### [Aim]
Can you transcribe every record below exactly as it appears?

Stored records start

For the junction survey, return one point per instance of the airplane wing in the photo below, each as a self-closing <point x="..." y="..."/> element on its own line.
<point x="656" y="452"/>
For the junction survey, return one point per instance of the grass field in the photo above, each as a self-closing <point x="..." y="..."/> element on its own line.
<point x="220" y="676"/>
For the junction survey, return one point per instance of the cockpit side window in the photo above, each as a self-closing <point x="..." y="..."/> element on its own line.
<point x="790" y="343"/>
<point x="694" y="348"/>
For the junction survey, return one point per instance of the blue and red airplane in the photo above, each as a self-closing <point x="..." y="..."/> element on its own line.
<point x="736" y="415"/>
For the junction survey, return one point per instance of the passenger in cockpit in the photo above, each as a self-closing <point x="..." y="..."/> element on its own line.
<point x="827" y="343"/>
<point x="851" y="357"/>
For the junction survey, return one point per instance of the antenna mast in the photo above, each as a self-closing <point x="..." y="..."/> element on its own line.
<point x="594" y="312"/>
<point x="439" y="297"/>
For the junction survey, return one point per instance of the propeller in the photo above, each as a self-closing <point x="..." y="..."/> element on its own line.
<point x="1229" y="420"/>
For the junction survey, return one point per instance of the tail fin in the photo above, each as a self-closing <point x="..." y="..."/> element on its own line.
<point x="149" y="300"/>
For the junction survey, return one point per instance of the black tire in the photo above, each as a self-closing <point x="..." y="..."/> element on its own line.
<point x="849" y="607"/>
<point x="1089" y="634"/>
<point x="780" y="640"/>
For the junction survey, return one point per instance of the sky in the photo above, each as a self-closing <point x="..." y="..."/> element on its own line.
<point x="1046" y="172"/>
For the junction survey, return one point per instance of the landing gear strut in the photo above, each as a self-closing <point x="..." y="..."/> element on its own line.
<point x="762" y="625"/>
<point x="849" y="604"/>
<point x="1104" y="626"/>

Stored records end

### [Solution for this task]
For the junction survey, return one point per instance of the airplane wing in the photo below, each as a self-closing <point x="..." y="..."/> element on its own line.
<point x="656" y="452"/>
For the junction survey, return one point per instance of the grass field in the photo above, each as a self-closing <point x="..." y="..."/> element on its own line.
<point x="220" y="676"/>
For the junction survey, return one point per instance of the cockpit side window in the photo above, each as a self-closing <point x="..." y="..."/> element on its own line.
<point x="790" y="343"/>
<point x="694" y="348"/>
For the junction survey, return one point per instance of the blue and red airplane in the photo above, each as a self-closing <point x="..." y="..."/> element on its own line.
<point x="736" y="415"/>
For the junction survey, return one point per instance of the passenger in cockpit in the photo above, each as a self-closing <point x="..." y="..."/> element on its own line.
<point x="827" y="343"/>
<point x="851" y="357"/>
For the junction survey, return one point per instance of the antenna mast in the photo above, each as a self-closing <point x="..." y="..."/> element on its own line.
<point x="594" y="312"/>
<point x="439" y="297"/>
For the junction survey, return one point per instance of the propeller in the photo above, each as a self-closing <point x="..." y="..."/> element on its own line.
<point x="1229" y="420"/>
For the junction survey, return one point per instance of the tail fin in the photo above, each as a self-closing <point x="..." y="..."/> element on its own line.
<point x="149" y="300"/>
For the junction survey, return one point per instance of the black tire in the photo above, each as a self-closing <point x="..." y="..."/> element on its own line.
<point x="849" y="607"/>
<point x="1089" y="634"/>
<point x="780" y="640"/>
For the junction survey, return one point per instance of the sky in the photo above, each as a self-closing <point x="..." y="..."/> element on its own line.
<point x="1046" y="172"/>
For the junction survey, return one point per instance of the landing gear strut in the photo above, each as a self-closing <point x="..." y="..."/> element on its own line.
<point x="762" y="625"/>
<point x="849" y="604"/>
<point x="1104" y="626"/>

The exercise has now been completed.